THE EXERCISE | Select and copy each line of the records below that contains the word "eyebrow". Case counts, so uppercase and lowercase letters must match.

DATA SHOWN |
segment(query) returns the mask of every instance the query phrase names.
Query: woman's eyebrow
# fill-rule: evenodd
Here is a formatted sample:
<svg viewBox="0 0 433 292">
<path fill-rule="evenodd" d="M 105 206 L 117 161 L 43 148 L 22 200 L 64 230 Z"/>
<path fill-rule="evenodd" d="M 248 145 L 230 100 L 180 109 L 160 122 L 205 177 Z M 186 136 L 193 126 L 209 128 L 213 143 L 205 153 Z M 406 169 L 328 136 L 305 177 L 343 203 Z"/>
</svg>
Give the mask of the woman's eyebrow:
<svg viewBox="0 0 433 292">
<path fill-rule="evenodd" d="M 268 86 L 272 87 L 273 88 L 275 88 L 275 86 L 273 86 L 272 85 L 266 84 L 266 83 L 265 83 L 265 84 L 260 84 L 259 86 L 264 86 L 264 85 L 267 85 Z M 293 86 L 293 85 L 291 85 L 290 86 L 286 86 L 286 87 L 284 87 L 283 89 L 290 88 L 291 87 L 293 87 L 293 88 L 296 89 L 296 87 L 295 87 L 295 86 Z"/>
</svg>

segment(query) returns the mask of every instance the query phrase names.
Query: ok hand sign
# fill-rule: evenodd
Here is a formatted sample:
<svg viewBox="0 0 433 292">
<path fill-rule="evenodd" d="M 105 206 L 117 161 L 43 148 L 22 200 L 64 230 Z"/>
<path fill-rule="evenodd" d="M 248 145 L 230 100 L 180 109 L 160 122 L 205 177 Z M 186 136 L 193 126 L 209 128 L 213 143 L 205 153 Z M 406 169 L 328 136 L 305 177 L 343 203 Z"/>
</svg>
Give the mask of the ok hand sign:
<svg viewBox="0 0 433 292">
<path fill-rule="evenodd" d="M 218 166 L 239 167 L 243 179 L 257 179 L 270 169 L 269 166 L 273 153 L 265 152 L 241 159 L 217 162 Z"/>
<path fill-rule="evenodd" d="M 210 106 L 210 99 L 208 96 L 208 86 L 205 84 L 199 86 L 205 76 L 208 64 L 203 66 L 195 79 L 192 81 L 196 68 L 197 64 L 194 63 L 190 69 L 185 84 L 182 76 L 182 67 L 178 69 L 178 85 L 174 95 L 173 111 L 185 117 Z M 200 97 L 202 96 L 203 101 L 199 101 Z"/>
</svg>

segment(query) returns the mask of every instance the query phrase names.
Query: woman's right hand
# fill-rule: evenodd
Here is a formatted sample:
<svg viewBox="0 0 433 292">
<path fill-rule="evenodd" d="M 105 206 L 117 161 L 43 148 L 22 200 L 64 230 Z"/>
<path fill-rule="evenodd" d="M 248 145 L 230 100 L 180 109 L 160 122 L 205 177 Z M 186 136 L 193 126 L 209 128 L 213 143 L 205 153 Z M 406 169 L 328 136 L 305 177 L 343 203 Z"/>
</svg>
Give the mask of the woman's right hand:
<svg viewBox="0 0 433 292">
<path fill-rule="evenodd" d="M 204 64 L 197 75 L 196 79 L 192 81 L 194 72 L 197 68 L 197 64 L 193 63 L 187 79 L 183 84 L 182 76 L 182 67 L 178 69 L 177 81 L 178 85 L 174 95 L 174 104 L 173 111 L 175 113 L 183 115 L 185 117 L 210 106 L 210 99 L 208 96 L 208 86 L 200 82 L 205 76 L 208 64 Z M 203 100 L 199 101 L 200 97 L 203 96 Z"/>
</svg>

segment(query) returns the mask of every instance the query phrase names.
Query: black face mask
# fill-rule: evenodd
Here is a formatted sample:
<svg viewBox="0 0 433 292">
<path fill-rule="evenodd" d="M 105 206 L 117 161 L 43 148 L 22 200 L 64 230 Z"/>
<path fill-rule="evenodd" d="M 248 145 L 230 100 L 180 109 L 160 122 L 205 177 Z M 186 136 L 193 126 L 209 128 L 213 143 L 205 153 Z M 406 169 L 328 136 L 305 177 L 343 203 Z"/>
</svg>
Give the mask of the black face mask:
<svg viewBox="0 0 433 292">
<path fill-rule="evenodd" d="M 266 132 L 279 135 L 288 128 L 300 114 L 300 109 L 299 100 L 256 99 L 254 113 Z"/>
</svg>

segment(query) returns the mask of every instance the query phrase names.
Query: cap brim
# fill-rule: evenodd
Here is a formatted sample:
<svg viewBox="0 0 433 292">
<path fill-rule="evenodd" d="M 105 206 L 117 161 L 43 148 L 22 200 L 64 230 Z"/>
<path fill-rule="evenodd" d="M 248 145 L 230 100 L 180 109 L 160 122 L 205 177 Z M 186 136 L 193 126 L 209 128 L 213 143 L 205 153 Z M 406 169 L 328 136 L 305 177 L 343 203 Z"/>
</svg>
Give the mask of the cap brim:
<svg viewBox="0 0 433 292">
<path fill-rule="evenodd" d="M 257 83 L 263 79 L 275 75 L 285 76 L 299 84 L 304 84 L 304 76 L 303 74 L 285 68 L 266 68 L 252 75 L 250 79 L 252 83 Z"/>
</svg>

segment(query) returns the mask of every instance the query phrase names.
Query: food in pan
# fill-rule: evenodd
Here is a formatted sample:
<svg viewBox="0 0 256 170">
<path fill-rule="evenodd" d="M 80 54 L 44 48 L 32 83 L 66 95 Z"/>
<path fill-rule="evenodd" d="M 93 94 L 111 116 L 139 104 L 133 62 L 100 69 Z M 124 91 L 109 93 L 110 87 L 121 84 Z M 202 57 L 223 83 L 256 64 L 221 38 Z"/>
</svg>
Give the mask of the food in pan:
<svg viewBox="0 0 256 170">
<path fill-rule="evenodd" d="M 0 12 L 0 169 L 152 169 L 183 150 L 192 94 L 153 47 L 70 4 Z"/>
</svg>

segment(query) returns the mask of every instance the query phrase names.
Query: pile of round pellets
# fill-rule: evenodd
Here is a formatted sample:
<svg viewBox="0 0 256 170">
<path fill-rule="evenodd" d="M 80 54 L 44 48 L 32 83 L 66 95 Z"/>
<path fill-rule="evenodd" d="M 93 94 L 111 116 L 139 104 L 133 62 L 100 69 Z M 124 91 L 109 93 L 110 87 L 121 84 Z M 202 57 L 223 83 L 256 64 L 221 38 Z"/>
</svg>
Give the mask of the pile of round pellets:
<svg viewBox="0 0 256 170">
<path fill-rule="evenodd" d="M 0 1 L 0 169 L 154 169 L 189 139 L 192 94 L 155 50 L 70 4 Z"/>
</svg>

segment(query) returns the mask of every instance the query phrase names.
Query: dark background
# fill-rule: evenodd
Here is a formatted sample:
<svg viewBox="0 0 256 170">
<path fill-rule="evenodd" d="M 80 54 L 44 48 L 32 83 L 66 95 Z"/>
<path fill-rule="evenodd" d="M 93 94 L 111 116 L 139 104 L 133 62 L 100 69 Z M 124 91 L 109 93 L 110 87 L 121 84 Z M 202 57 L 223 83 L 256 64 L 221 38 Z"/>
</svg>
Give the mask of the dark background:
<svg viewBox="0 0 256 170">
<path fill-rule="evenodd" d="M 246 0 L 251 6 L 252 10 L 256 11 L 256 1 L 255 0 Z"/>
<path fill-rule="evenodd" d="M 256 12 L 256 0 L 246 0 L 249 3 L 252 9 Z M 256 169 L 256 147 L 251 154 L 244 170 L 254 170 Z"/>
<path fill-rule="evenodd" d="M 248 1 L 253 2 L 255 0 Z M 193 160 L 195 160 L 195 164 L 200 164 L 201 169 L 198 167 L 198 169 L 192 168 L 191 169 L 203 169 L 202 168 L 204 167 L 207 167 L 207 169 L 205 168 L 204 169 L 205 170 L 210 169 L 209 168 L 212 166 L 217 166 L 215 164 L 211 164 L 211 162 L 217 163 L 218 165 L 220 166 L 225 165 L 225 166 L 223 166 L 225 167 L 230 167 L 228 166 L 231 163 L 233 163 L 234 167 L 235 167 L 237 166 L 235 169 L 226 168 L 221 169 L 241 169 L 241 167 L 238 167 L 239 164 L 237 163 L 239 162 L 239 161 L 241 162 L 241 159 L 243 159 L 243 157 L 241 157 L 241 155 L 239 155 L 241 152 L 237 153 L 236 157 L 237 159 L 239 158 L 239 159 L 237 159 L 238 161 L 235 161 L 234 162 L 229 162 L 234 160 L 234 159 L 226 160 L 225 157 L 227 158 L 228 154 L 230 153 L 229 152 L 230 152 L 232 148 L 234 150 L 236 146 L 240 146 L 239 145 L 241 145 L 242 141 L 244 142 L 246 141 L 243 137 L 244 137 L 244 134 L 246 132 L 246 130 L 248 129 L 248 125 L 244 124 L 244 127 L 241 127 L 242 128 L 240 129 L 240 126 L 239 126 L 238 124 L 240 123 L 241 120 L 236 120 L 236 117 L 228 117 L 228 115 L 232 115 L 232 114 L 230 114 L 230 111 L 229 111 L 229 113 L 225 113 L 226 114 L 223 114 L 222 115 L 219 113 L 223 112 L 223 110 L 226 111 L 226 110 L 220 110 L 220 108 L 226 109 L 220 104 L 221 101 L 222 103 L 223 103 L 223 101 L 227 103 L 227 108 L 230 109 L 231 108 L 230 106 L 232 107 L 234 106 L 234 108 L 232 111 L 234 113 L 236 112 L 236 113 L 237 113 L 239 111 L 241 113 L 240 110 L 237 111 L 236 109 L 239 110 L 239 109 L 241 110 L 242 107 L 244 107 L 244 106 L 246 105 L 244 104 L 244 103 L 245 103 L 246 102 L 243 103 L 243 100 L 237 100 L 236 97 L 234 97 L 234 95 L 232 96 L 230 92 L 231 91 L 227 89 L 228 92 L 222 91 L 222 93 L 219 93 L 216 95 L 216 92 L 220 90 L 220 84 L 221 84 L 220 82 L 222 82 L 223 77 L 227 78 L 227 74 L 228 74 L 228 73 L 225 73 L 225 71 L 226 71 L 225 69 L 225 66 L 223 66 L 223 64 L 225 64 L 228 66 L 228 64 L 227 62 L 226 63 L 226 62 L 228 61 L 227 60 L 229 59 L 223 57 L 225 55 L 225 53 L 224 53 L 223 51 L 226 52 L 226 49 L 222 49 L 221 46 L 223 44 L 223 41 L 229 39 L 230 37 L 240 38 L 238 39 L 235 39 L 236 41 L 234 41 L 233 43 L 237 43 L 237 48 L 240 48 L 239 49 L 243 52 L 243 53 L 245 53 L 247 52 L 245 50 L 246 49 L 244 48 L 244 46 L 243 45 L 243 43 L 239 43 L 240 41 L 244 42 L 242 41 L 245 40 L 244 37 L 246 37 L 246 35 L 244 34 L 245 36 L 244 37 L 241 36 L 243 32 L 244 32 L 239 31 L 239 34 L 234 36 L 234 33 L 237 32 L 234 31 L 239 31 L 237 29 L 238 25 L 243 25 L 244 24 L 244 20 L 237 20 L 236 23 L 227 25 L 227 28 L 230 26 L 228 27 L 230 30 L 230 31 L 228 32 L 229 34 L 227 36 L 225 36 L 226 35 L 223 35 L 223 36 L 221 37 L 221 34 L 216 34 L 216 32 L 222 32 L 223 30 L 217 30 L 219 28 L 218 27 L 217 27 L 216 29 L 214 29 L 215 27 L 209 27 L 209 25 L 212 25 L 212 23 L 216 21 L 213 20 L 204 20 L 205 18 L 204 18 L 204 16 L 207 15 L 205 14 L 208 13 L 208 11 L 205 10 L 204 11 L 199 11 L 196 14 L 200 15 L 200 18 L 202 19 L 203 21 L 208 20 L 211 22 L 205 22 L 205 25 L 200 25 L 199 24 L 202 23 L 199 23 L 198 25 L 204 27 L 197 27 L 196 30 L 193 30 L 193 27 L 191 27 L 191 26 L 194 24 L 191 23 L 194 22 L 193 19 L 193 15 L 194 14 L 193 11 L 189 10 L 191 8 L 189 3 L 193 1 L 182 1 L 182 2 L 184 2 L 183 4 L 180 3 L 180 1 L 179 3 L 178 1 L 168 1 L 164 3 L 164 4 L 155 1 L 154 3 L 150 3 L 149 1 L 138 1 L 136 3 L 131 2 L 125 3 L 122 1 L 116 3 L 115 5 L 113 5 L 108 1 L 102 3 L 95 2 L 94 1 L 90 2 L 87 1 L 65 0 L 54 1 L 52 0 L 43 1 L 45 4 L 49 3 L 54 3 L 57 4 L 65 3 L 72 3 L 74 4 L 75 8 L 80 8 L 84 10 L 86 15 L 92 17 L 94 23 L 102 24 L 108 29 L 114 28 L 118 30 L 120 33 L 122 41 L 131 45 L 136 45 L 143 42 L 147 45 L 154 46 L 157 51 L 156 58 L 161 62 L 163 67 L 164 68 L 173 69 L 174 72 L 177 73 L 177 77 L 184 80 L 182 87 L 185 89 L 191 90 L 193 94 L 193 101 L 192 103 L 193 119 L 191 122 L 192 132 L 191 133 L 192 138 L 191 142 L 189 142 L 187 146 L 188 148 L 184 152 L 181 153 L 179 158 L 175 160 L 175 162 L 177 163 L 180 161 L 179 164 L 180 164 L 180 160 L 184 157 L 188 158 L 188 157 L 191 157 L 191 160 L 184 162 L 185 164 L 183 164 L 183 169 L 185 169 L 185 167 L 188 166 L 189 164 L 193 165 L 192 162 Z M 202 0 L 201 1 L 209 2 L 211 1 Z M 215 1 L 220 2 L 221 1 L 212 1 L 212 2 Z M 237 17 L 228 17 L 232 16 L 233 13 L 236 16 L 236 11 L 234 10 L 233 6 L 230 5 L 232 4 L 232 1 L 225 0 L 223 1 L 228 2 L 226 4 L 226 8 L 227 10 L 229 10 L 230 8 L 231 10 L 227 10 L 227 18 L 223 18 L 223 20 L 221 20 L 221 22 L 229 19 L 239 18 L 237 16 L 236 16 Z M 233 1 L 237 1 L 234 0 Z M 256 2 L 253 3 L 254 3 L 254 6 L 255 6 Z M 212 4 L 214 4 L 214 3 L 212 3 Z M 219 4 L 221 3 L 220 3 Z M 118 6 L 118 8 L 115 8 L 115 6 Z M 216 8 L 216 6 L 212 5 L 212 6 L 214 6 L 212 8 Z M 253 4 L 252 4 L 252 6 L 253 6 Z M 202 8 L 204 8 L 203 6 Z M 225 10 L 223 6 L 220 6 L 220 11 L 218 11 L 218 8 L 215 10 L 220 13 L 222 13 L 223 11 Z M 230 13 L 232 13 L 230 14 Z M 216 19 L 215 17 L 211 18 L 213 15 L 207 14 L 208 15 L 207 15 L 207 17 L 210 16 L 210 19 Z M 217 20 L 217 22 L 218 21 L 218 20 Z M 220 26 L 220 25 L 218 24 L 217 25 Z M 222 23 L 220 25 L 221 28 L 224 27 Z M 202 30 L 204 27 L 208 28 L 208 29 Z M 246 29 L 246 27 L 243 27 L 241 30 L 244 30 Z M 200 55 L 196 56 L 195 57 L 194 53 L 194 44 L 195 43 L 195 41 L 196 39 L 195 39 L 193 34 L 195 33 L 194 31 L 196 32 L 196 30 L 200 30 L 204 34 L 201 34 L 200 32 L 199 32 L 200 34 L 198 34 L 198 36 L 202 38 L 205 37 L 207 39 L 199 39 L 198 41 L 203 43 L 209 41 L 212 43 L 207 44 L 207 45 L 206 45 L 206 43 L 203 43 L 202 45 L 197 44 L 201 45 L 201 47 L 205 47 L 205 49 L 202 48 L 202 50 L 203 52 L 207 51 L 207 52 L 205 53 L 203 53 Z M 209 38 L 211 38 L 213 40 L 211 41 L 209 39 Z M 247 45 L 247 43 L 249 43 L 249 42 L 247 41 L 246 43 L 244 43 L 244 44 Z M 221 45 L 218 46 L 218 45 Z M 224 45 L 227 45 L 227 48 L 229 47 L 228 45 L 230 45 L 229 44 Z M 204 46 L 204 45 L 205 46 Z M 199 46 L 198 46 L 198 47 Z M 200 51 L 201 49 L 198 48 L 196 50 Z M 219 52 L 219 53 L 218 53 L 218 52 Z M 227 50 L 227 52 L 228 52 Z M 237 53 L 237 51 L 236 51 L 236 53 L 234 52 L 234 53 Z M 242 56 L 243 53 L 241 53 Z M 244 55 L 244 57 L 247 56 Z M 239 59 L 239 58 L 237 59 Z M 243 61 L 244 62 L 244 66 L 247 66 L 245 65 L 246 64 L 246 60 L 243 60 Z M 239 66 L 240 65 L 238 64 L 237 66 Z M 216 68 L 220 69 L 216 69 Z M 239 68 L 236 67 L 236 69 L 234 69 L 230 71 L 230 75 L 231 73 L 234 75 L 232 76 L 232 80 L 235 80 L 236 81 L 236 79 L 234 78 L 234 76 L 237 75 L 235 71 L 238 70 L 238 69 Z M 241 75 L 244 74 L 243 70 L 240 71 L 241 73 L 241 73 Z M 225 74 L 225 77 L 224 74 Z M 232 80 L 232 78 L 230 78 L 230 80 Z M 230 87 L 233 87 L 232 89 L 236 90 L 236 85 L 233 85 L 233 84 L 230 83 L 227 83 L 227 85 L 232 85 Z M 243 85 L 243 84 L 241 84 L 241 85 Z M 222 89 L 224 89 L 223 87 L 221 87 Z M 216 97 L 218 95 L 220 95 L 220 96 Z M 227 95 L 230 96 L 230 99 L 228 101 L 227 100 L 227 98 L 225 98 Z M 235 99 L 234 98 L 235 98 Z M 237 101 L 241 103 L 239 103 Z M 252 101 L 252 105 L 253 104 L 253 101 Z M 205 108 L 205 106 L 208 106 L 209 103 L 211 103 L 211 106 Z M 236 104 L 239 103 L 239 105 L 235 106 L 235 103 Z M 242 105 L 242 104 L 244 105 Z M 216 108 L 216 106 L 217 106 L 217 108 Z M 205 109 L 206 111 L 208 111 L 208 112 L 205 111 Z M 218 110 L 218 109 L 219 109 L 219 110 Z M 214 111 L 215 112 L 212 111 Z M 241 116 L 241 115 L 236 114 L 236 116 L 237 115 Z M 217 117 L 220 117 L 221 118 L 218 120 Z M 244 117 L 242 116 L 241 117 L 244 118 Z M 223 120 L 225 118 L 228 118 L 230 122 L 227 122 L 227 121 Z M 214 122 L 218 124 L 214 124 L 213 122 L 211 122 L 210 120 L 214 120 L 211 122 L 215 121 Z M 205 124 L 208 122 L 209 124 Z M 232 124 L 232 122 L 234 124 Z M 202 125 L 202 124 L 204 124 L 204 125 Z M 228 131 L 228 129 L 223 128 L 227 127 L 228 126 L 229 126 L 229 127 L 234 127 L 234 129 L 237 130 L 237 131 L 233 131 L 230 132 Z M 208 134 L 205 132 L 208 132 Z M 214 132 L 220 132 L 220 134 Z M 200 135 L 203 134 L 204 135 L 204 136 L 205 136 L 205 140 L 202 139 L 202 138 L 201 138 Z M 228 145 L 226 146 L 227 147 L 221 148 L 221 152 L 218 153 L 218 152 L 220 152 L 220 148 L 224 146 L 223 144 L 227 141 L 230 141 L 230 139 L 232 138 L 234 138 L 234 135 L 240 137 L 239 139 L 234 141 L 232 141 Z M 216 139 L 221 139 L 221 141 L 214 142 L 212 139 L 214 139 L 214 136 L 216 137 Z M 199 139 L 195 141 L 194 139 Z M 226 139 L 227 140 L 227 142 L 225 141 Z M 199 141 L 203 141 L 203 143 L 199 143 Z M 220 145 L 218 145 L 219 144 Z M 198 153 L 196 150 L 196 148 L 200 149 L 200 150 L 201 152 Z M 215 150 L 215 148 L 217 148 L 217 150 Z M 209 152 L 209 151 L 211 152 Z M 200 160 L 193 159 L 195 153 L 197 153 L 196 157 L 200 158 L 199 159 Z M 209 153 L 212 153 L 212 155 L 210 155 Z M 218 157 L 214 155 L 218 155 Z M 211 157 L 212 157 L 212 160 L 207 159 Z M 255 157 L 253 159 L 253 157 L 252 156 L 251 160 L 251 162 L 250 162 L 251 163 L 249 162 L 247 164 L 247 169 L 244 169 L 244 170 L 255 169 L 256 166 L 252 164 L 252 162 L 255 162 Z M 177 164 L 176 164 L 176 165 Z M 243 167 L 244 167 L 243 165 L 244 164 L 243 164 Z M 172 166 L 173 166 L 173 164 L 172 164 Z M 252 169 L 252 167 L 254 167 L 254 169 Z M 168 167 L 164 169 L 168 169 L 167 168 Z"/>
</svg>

RESPONSE TO THIS EXERCISE |
Query: woman's eyebrow
Give the mask of the woman's eyebrow:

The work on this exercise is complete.